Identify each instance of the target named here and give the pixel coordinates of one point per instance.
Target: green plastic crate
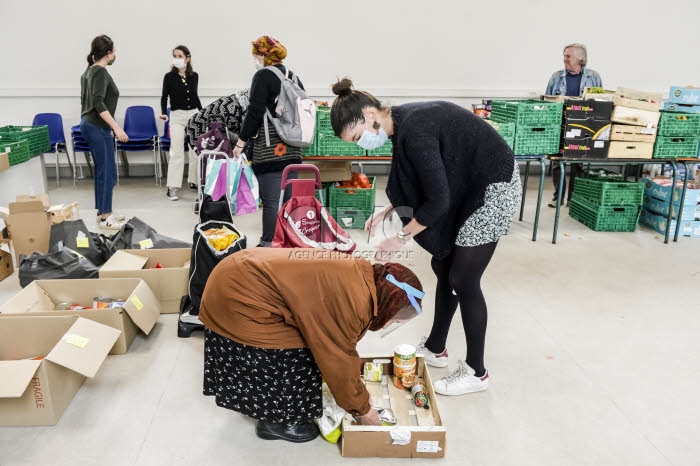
(537, 141)
(672, 147)
(601, 192)
(605, 218)
(350, 218)
(679, 124)
(330, 145)
(352, 198)
(386, 150)
(18, 152)
(531, 113)
(36, 136)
----------------------------------------
Task details: Transcribe the full listing exactly, but keep every image out of it.

Solution below:
Identify each instance of the target named here and give the pixel coordinates of one point per instance.
Target: green plastic crate
(537, 141)
(672, 147)
(601, 192)
(605, 218)
(350, 218)
(679, 124)
(330, 145)
(352, 198)
(386, 150)
(18, 152)
(531, 113)
(36, 136)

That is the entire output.